WHAT YOU NEED TO DO
Please state the grand prize in the first week of the raffle described in the math excerpt.

EXCERPT TO READ
--------------------------------------------------

Julia invests \(\$2200\) in a savings account that pays a nominal annual rate of interest of \(3.15\%\), compounded quarterly. Julia makes no further payments to, or withdrawals from, this account.
Calculate the amount that Julia will have in her account after 7 years.
Michael also invests \(\$2200\) in a savings account that pays an annual rate of interest of \(r\%\), compounded annually. Michael makes no further payments or withdrawals from this account.
Find the value of \(r\) required so that the amount in Michael's account after 7 years will be equal to the amount in Julia's account.
Calculate the interest Michael will earn over the 7 years.
Question 3 of 10
Consider the arithmetic sequence \(v_1, v_2, v_3, \ldots\) where the sum of the first \(n\) terms is given by \(S_n = 2n^2 + 3n\).
Calculate the sum of the first four terms.
Given that \(S_5 = 65\), find \(v_5\).
Find \(v_1\).
Find an expression for \(v_n\) in terms of \(n\).
Question 4 of 10
All answers in this question should be given to four significant figures.
In a local weekly raffle, tickets cost \($3\) each.
In the first week of the raffle, a player will receive \($P\) for each ticket, with the probability distribution shown in the following table. For example, the probability of a player receiving \($15\) is 0.04. The grand prize in the first week of the raffle is \($1500\).
| \(p\) | 0 | 3 | 15 | 75 | Grand Prize |
|---|---|---|---|---|---|
| \(P(P=p)\) | 0.80 | \(k\) | 0.04 | 0.003 | 0.0002 |
A table showing the probability distribution for the raffle.
Find the value of \(k\).
Determine whether this raffle is a fair game in the first week. Justify your answer.

--------------------------------------------------

(Position identification records)
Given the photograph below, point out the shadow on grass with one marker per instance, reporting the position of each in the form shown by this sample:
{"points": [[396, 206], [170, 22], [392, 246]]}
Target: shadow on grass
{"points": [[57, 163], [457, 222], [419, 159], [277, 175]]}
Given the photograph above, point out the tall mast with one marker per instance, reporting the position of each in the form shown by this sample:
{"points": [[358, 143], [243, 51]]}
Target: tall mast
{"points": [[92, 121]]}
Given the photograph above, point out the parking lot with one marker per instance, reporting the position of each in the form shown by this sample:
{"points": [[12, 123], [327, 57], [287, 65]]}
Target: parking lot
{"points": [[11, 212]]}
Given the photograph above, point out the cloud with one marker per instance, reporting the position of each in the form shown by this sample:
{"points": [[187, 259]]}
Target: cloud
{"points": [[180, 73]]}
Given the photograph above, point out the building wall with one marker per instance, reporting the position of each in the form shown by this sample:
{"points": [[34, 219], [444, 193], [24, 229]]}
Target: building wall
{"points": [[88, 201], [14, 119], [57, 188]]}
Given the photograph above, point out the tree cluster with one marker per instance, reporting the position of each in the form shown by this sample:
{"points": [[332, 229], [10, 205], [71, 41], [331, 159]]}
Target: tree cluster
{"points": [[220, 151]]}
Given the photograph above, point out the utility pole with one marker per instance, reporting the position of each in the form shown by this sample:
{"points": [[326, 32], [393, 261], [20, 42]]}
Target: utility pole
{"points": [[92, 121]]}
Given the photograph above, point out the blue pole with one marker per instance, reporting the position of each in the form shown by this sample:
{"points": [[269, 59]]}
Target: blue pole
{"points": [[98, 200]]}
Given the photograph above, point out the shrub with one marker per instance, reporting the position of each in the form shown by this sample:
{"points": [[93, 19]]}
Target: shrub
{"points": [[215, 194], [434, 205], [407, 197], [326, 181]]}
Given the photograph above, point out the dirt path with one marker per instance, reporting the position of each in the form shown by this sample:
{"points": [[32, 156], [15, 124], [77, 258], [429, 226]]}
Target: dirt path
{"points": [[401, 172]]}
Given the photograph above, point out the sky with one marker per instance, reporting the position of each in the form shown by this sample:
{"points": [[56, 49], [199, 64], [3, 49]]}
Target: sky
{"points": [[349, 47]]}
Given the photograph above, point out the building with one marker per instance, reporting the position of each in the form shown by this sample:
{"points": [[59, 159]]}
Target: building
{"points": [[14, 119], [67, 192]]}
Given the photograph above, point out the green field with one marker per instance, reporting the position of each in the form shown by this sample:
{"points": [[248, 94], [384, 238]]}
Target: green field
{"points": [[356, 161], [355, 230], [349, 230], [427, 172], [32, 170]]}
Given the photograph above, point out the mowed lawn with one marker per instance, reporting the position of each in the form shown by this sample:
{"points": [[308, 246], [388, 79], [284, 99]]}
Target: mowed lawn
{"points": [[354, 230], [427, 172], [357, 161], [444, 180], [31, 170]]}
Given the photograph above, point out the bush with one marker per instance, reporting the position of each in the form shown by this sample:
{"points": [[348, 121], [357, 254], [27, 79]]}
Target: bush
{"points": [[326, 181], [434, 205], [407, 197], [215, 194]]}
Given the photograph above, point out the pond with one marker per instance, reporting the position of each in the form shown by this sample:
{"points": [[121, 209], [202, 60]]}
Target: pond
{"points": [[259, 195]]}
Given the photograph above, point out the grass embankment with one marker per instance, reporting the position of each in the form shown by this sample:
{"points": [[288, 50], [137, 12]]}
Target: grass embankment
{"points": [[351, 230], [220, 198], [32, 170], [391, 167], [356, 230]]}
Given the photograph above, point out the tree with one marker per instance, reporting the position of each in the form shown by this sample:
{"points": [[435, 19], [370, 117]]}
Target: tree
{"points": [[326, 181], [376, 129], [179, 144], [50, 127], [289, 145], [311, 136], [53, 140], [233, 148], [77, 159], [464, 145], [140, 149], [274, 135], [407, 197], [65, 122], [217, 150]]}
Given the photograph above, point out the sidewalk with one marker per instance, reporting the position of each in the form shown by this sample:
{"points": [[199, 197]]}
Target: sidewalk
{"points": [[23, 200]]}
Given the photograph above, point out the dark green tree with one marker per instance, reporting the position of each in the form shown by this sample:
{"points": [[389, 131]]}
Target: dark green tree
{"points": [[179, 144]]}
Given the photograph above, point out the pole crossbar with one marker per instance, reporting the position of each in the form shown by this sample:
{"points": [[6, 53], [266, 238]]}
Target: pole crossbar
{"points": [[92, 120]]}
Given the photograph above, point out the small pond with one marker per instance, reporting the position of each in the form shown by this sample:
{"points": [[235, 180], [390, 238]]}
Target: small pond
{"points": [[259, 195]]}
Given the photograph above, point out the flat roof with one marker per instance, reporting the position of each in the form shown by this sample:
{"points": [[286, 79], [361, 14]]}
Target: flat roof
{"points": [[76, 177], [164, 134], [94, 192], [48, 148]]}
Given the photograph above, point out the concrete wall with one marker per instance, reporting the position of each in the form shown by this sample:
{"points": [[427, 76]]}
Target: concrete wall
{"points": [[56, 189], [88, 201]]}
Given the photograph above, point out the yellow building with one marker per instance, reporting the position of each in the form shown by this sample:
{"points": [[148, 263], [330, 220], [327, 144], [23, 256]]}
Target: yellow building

--------------------------------------------------

REPLY
$1500